Start Page extract

Ingress controller has labels in pods #30045

sowmyav27 · 2020-11-12T06:43:18Z

What kind of request is this (question/bug/enhancement/feature request): bug

Steps to reproduce (least amount of steps as possible):
Upgrade usecase:

On 2.4.8, deploy a DO cluster with Project Isolation enabled.
create workload and ingress ing01 pointing to this
Upgrade Rancher to 2.5.2
Notice user ingresses go to Initializing state.
The ingress still has only one worker node's ip address under loadBalancer when doing a View/Edit in Yaml for the ingress
Ingress-controller's pods have podName label on and off
disable and then enable project network isolation
field.cattle.io/podName: nginx-ingress-controller-bfnkt label on the ingress controller is seen.
And User Ingresses are stuck in Initializing state.

End Page extract

_Exercises_
1. Update the ingress controller bug report from "The ingress still" up to and including "controller is seen.", replacing "worker node's" with "control plane node's".
2. Summarize the ingress controller bug report in two sentences.

Start Material

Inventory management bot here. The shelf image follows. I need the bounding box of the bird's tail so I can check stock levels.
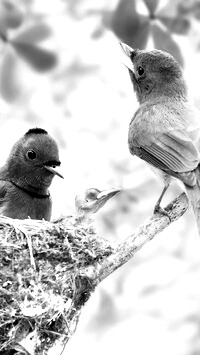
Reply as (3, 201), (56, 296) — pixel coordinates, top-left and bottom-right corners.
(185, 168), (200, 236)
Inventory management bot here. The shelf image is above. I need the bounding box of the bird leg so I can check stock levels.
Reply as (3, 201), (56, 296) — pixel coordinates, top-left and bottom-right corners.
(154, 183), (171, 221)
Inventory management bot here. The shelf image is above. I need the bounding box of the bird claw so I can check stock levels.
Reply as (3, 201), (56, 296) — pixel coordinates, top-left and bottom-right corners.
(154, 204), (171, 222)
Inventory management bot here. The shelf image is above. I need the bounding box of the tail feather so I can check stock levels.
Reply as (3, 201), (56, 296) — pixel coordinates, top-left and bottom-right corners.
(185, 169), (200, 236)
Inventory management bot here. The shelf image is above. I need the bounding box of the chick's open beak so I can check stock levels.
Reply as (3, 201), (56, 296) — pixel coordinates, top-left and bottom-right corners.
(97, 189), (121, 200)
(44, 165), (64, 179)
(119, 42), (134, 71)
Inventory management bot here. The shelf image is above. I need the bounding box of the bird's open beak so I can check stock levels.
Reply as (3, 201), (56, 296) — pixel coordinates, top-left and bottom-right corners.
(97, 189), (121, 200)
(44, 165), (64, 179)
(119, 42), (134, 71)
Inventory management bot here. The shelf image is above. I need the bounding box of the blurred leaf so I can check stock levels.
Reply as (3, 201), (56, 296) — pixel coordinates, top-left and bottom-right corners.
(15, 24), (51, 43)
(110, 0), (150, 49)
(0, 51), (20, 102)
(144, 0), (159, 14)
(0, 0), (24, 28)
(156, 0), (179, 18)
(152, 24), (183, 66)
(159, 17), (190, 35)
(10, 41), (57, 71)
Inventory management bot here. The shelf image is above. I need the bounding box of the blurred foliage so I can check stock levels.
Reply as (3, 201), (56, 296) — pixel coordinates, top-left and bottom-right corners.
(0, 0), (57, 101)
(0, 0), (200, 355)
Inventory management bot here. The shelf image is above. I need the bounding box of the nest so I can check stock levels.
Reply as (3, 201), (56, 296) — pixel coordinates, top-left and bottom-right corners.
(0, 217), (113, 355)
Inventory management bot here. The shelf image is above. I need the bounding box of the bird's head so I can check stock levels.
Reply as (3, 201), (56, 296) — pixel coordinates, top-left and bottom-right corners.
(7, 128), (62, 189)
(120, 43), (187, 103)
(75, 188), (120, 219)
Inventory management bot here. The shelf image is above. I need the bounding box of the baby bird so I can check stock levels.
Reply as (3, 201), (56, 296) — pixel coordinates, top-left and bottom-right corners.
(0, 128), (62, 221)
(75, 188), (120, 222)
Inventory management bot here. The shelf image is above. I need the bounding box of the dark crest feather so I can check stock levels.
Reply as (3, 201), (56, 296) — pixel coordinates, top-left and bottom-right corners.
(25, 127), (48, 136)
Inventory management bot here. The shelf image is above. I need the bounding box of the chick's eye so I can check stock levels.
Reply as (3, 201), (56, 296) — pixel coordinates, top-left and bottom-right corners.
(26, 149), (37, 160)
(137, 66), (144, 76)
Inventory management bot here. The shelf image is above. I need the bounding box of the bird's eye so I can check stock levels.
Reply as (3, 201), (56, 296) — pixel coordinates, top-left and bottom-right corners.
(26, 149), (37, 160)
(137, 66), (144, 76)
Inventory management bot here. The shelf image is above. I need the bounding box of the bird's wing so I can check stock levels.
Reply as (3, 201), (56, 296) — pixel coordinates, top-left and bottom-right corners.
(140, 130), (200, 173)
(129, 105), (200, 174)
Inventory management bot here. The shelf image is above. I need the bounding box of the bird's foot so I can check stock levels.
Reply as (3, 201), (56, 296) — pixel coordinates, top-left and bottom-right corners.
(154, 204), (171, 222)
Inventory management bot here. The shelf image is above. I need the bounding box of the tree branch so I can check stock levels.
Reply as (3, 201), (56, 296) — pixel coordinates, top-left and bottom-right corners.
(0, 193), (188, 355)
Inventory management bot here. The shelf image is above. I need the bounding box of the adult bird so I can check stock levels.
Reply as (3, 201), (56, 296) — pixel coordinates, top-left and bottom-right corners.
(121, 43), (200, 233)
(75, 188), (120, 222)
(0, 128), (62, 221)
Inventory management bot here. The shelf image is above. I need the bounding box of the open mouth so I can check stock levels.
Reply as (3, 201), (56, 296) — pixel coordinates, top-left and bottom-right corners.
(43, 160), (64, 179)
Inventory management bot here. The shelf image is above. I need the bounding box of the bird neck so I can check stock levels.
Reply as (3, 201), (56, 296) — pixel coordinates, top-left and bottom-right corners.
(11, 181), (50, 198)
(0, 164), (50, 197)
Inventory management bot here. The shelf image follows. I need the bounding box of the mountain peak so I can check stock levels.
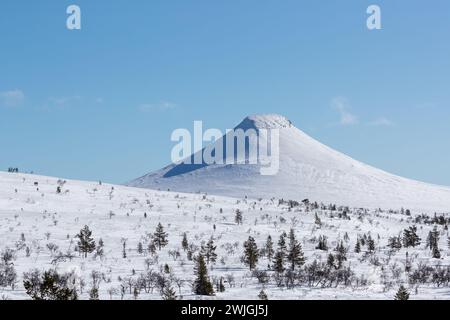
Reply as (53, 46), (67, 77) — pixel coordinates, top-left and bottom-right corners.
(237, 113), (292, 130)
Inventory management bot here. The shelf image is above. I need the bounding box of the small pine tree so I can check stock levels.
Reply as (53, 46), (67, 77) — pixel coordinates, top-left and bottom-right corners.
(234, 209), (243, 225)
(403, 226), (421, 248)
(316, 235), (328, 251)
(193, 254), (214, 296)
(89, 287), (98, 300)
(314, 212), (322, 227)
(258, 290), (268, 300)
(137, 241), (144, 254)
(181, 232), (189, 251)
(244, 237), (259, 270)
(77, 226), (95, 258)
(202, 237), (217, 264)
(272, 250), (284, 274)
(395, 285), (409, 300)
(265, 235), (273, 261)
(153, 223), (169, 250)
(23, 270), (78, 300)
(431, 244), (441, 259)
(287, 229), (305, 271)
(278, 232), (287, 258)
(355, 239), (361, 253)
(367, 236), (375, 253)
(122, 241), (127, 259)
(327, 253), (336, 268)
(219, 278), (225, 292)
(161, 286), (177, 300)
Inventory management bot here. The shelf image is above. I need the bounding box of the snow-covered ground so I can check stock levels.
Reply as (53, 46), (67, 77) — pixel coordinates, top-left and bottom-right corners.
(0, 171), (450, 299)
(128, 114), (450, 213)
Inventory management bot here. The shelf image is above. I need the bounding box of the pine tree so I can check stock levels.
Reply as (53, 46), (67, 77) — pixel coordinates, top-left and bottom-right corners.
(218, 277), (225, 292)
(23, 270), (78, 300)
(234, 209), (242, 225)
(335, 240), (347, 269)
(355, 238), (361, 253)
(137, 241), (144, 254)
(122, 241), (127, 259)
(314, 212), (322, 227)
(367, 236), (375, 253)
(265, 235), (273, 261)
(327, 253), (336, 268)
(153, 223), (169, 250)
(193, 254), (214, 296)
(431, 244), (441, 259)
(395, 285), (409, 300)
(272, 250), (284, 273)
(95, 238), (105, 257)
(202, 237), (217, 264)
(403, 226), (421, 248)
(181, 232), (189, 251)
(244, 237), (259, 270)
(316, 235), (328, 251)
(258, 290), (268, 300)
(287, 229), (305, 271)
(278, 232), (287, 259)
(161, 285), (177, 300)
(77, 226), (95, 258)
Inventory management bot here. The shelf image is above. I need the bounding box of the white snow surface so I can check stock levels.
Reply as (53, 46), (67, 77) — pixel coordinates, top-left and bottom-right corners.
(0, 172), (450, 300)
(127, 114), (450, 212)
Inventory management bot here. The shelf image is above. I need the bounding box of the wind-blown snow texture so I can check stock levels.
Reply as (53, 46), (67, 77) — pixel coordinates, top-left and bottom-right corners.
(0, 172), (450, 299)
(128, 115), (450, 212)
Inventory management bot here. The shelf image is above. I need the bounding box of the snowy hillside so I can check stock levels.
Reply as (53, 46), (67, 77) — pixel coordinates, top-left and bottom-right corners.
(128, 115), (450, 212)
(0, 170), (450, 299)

End Material

_Final answers_
1.
The ingress still has only one control plane node's ip address under loadBalancer when doing a View/Edit in Yaml for the ingress
Ingress-controller's pods have podName label on and off
disable and then enable project network isolation
field.cattle.io/podName: nginx-ingress-controller-bfnkt label on the ingress controller is seen.

2. After a DO cluster with Project Isolation enabled is upgraded from Rancher 2.4.8 to 2.5.2, user ingresses go to Initializing state, and the ingress shows only one worker node's IP address under loadBalancer. The ingress controller's pods have the podName label on and off, and after project network isolation is disabled and enabled again, the label is seen on the ingress controller while user ingresses stay stuck in Initializing state.